## [WHAT IS BEING ASKED]
Report each line of the records below that uses the word "sedan".

## [MATERIAL PROVIDED]
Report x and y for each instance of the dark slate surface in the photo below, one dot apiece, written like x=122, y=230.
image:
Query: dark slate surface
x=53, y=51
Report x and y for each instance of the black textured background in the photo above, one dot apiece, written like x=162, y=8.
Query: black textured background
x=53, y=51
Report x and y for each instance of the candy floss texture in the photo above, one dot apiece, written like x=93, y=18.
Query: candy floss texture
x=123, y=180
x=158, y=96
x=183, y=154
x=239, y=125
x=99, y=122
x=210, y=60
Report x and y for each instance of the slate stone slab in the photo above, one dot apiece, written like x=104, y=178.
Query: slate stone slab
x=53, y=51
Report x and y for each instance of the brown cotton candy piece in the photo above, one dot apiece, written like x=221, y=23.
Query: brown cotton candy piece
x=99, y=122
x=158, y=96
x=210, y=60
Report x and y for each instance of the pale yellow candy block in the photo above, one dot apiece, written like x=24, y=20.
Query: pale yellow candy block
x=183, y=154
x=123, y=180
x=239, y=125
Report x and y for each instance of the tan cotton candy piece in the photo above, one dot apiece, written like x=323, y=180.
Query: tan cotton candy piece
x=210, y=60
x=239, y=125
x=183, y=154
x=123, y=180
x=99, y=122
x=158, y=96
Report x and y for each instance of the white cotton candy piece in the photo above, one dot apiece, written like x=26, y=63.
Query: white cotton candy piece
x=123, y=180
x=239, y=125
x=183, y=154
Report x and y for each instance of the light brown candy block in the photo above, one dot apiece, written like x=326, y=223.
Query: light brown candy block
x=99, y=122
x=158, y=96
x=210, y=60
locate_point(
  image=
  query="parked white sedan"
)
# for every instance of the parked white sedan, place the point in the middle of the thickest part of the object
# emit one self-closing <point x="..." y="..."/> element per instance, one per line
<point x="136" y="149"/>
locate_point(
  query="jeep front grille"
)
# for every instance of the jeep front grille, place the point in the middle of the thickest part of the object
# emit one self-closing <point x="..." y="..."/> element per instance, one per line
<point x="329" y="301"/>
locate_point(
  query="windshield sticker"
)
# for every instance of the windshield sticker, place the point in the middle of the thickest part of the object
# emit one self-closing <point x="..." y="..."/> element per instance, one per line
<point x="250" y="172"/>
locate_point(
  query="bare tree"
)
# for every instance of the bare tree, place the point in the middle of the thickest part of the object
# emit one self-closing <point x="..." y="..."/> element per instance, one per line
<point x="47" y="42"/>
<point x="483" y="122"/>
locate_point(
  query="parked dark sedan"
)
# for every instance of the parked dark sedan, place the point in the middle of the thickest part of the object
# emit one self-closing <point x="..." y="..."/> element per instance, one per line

## [OUTPUT OF THE TASK]
  query="parked white sedan"
# for every instance of the parked white sedan, place the point in the middle of the thickest part of the object
  query="parked dark sedan"
# for every instance of the parked dark sedan, place the point in the middle of the thickest part of the object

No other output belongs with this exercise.